(Data records)
┄┄┄┄┄┄┄┄┄┄┄┄┄┄┄┄┄┄┄┄
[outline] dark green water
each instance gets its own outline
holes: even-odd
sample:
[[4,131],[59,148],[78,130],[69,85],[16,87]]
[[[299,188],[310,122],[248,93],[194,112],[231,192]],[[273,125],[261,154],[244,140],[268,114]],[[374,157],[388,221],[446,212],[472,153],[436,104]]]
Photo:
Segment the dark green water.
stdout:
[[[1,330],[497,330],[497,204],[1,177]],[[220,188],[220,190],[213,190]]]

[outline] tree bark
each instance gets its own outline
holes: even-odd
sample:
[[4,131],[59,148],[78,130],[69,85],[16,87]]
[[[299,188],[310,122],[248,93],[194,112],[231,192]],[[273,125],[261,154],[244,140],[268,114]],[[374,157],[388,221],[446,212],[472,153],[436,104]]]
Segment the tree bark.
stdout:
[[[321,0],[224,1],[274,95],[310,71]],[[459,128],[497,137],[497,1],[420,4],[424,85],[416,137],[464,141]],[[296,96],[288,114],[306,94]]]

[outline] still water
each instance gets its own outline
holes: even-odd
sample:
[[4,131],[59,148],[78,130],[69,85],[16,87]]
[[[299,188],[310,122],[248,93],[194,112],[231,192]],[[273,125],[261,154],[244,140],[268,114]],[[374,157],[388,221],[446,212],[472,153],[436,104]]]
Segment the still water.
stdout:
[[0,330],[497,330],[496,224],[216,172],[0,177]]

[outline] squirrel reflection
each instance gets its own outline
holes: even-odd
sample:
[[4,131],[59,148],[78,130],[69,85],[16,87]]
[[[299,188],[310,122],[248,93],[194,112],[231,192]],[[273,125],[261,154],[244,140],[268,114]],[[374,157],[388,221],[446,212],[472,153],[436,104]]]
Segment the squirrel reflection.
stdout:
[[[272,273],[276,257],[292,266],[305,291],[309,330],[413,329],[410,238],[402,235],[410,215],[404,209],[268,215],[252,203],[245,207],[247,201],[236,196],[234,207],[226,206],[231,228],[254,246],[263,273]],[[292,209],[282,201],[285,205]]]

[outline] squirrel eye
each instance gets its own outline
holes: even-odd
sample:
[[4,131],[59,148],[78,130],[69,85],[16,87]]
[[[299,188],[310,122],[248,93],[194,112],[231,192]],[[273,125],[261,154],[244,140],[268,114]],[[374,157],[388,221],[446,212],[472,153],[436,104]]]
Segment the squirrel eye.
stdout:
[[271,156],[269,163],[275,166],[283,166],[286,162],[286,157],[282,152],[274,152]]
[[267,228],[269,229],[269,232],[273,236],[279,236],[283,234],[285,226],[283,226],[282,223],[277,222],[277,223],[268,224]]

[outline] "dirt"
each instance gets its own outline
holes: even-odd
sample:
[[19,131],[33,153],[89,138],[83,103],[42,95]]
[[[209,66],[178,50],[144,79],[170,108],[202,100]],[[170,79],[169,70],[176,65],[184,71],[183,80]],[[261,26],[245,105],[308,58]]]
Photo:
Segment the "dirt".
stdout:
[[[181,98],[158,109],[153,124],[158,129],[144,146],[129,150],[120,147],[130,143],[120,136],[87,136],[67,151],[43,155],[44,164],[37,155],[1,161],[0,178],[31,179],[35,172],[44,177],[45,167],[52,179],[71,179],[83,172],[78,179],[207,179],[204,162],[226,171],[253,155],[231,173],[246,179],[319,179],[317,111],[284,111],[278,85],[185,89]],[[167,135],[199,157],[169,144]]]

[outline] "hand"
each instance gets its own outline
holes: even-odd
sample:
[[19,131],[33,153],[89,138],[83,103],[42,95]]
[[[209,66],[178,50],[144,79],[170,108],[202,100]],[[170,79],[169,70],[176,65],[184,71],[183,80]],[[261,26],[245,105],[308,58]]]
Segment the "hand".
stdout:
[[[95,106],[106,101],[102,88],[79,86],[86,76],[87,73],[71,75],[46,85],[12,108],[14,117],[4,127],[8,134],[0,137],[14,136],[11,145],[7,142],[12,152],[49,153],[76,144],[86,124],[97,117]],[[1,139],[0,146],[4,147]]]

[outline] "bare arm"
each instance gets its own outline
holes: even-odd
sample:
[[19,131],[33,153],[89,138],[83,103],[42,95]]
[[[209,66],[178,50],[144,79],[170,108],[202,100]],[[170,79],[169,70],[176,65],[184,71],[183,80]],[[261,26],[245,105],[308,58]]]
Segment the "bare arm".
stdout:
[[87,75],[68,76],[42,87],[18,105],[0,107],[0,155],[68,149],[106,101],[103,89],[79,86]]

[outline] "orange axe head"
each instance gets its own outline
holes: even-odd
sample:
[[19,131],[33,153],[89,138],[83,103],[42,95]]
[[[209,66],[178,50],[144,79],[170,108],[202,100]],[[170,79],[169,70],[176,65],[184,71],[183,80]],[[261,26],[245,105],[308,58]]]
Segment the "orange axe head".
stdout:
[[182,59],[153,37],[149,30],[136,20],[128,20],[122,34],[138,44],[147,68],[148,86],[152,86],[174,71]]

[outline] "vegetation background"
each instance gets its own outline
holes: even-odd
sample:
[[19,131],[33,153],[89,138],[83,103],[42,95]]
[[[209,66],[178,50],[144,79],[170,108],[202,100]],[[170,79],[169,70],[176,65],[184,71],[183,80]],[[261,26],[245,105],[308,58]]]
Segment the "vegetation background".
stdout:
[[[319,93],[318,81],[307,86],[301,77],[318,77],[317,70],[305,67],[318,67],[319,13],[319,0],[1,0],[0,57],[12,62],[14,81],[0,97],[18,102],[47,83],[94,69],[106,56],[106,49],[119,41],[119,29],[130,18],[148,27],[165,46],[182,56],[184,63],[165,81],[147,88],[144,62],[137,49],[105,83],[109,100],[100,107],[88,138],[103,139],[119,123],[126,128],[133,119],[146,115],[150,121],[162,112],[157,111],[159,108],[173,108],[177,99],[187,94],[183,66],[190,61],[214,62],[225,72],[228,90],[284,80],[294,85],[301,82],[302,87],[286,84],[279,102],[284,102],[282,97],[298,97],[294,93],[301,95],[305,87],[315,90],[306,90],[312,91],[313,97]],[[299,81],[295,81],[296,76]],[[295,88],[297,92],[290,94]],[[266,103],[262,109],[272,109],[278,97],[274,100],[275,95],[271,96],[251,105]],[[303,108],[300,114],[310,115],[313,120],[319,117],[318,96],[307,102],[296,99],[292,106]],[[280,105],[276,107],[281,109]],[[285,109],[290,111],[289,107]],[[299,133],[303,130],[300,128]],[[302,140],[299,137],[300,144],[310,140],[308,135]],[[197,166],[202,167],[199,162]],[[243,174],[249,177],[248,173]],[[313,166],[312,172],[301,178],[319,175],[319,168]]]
┄┄┄┄┄┄┄┄┄┄┄┄┄┄┄┄┄┄┄┄
§ The request: Pull out each line of the items above that contains the string "background".

§ Expected output:
[outline] "vegetation background"
Segment the "vegetation background".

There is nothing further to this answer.